## Text:

╔══

The man who once said NFTs would become part of global culture within five years has officially exited crypto.

Back in 2021, Steve Aoki was one of the loudest voices in the NFT boom.

He launched his first NFT collection, Dream Catcher, on Nifty Gateway and generated more than $4 million in a single drop. One artwork alone sold for $888,888.

At a private event later that year, Aoki admitted that one NFT release made him more money than an entire decade of album advances combined.

Six albums.

Ten years of music.

Outperformed in a single afternoon by digital collectibles.

That moment captured the peak of NFT mania.

Celebrities rushed in.

Investors piled in.

Owning a Bored Ape became a status symbol for the internet elite.

At one point, BAYC floor prices climbed above $400,000. Some apes sold for millions. The message was simple: this wasn’t just art — it was supposed to be the future of culture itself.

Aoki fully embraced it.

He launched A0K1VERSE.

Built NFT platforms.

Partnered on Solana projects.

Promoted Web3 as the next evolution of entertainment and community.

During one live DJ set, he even stopped the music to show off an NFT worth 270 ETH and shouted:

“NFTs make me feel like a kid again.”

Fast forward to today.

Blockchain trackers now show his wallets quietly unwinding positions:

• Billions of SHIB sold

• Billions of PEPE liquidated

ETH swapped out

• Funds routed to Gemini

The seven Bored Apes he once bought for over $800,000 each are now worth a fraction of that price.

What was once marketed as a cultural revolution has largely faded into a niche corner of the internet.

The hype arrived instantly.

The adoption never truly followed.

Five years later, the promise of NFTs becoming mainstream culture feels far more like a market cycle than a societal shift.

╚══

## Recorded data:
╔══

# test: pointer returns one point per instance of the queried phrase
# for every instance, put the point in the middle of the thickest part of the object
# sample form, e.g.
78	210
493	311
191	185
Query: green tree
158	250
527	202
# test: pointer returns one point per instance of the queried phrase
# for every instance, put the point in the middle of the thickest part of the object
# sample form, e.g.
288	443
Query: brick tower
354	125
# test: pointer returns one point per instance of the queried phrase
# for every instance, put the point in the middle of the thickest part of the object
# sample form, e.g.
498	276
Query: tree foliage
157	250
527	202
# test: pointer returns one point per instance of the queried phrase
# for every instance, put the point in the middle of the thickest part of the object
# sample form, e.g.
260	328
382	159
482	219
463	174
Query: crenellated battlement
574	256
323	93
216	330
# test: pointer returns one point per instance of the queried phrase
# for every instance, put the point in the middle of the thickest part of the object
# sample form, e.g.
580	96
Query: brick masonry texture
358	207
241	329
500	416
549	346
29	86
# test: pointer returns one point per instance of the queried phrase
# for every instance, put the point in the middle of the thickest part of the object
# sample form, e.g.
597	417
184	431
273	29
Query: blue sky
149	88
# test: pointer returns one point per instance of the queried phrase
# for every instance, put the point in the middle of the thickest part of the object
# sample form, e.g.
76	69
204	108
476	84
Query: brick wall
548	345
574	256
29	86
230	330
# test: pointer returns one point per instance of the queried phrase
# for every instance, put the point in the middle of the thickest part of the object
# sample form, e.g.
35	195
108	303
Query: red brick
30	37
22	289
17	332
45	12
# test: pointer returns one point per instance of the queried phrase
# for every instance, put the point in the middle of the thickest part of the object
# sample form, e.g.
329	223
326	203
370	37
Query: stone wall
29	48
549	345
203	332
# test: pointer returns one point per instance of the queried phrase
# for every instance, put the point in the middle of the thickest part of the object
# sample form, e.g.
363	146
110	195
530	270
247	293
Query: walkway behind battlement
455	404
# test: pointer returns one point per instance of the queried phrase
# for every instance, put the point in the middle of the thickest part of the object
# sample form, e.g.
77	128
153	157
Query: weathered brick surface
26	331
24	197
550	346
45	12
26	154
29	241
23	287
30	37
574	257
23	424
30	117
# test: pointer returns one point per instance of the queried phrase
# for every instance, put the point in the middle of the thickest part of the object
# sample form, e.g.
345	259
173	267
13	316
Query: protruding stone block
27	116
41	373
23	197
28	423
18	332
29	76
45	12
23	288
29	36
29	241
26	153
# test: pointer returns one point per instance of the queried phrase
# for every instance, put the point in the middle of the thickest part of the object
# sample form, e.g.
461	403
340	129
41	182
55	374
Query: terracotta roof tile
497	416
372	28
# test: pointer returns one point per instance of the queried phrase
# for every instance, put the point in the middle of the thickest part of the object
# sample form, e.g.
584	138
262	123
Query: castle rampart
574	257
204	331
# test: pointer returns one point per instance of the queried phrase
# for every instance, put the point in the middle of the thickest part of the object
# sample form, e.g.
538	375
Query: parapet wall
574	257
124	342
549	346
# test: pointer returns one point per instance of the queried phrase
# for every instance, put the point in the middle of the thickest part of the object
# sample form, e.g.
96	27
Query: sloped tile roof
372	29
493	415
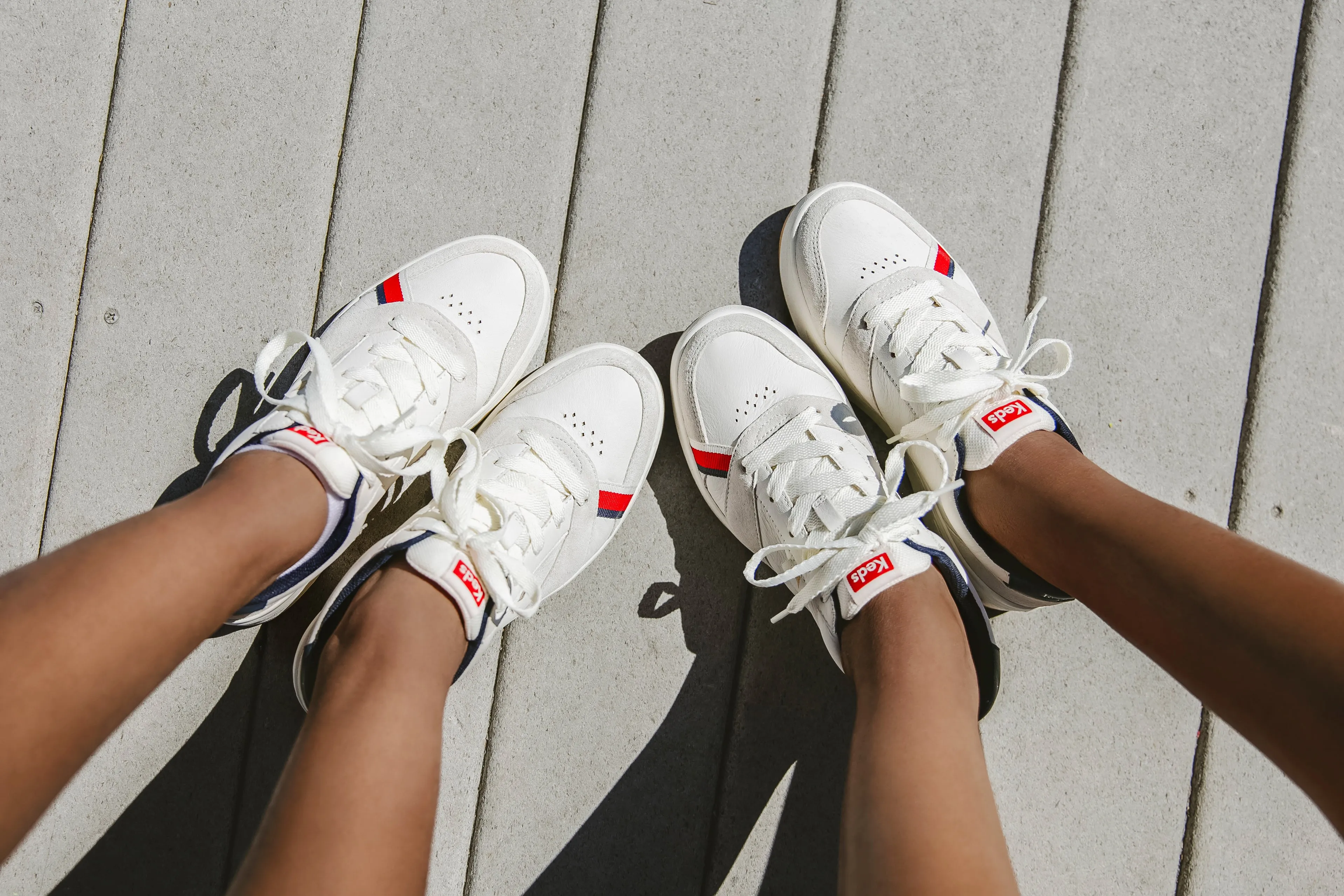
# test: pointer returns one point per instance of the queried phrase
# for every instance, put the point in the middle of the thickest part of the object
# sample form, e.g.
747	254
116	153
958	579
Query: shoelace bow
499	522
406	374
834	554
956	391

╚══
╔══

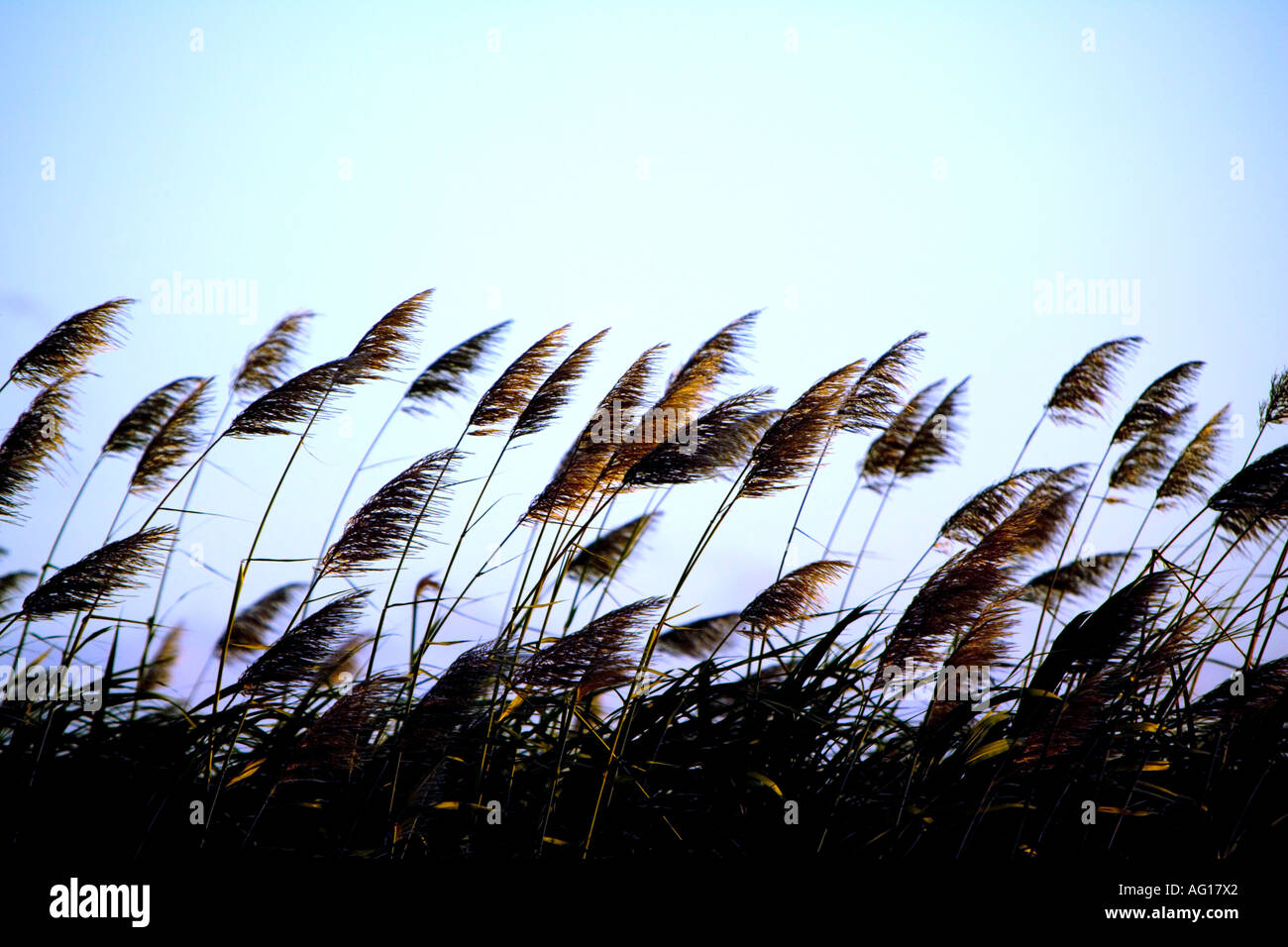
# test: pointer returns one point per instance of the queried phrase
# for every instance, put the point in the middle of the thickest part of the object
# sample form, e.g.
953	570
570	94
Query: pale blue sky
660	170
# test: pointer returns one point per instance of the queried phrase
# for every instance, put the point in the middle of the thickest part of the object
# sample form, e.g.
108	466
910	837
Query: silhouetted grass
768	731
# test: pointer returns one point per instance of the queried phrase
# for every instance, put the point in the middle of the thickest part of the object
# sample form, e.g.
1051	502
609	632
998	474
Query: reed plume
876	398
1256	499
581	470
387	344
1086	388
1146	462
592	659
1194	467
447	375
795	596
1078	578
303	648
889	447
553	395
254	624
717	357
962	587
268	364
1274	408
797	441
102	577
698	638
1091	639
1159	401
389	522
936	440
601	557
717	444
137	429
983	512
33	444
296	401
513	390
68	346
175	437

╚══
╔══

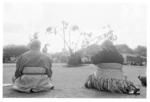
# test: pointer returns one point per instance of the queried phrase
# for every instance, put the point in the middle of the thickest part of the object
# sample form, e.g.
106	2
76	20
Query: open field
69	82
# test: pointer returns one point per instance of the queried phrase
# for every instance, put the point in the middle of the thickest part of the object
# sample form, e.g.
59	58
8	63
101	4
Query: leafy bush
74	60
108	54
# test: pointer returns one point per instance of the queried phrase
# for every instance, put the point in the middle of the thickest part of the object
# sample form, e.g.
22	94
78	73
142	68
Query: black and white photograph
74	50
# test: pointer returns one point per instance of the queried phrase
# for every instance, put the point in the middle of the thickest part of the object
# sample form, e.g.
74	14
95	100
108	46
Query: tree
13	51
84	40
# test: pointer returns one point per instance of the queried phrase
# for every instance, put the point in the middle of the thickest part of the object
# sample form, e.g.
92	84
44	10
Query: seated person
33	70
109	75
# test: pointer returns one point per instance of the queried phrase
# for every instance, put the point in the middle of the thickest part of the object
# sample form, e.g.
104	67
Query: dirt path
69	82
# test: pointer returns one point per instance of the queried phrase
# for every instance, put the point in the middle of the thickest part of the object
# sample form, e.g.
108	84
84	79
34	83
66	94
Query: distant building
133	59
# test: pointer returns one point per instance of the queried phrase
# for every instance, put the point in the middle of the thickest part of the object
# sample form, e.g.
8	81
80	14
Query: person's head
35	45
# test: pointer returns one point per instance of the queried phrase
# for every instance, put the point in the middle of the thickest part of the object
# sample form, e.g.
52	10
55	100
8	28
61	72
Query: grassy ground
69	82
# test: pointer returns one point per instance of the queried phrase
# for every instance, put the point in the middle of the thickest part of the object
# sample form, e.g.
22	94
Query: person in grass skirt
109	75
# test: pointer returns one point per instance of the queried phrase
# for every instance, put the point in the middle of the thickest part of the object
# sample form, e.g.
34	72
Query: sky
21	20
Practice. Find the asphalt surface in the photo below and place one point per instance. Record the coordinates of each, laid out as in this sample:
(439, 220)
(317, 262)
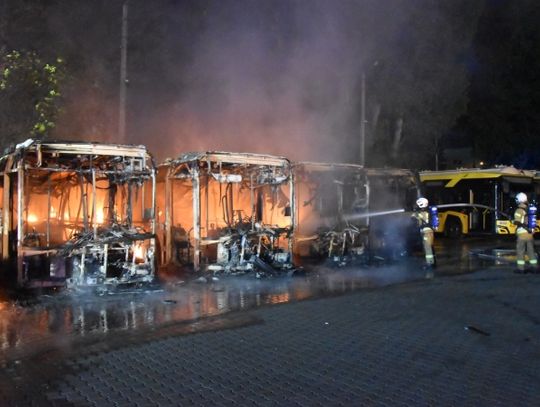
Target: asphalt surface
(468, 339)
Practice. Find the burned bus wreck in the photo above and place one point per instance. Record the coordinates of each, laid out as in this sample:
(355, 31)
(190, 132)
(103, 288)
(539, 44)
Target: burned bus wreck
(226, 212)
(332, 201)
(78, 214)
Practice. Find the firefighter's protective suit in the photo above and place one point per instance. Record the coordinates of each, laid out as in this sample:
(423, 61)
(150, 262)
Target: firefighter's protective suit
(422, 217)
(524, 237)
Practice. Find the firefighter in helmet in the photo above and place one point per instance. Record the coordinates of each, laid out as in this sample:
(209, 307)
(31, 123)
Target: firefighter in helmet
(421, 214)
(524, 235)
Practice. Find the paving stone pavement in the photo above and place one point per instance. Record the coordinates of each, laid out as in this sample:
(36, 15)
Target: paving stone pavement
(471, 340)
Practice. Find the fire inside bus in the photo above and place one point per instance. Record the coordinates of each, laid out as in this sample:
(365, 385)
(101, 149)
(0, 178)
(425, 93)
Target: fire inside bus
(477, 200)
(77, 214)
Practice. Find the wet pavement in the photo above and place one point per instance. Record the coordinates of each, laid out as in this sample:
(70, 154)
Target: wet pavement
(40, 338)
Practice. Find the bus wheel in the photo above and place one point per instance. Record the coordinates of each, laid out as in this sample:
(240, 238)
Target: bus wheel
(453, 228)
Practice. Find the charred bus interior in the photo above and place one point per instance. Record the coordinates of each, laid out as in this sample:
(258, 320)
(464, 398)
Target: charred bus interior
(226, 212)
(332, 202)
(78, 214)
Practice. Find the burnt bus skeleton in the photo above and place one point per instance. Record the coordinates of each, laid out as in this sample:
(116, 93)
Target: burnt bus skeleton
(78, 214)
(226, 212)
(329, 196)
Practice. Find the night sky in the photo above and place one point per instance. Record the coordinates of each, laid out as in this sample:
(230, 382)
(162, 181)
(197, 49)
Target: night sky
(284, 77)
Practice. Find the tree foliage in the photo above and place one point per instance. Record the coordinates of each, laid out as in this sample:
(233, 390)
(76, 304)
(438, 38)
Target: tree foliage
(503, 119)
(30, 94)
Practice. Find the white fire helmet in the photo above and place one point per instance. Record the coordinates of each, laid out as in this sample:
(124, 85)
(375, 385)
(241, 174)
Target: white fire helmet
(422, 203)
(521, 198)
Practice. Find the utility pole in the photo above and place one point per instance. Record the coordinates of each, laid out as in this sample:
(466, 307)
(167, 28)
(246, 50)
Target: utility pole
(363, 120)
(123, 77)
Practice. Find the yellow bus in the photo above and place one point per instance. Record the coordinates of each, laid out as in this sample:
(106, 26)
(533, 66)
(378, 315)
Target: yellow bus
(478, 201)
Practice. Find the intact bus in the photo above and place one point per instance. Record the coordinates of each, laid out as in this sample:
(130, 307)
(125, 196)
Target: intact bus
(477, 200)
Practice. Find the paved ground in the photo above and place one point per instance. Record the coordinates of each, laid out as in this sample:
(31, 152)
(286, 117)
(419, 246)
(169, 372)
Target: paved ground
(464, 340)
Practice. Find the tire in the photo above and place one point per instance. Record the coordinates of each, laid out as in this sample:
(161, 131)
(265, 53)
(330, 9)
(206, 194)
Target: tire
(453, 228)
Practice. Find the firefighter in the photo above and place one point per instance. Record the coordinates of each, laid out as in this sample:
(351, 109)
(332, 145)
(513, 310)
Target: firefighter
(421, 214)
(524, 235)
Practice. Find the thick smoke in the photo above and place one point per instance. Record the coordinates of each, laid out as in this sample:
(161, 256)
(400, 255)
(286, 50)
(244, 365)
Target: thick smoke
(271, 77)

╚══

## What you need to do:
1/ Print the stretch of the article on Steve Aoki and NFTs from "He launched his" through "album advances combined.".
2/ List every amount written with a dollar sign in the article on Steve Aoki and NFTs.
The rows stand apart from the article on Steve Aoki and NFTs.

## Results for the exercise:
1/
He launched his first NFT collection, Dream Catcher, on Nifty Gateway and generated more than $4 million in a single drop. One artwork alone sold for $888,888.

At a private event later that year, Aoki admitted that one NFT release made him more money than an entire decade of album advances combined.

2/
$4 million
$888,888
$400,000
$800,000